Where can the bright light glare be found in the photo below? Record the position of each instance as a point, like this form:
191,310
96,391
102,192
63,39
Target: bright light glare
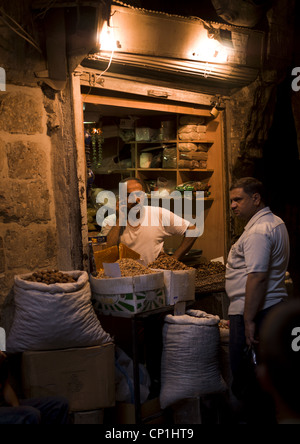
107,38
210,50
----
Transcribe every record above exactly as written, leaving out any pictures.

§ **Answer to the problem**
Where can the bright light glare be found in the photo below? Record the position of each instance as a point, like this form:
191,310
96,391
102,192
63,39
Target: bright light glare
107,38
210,50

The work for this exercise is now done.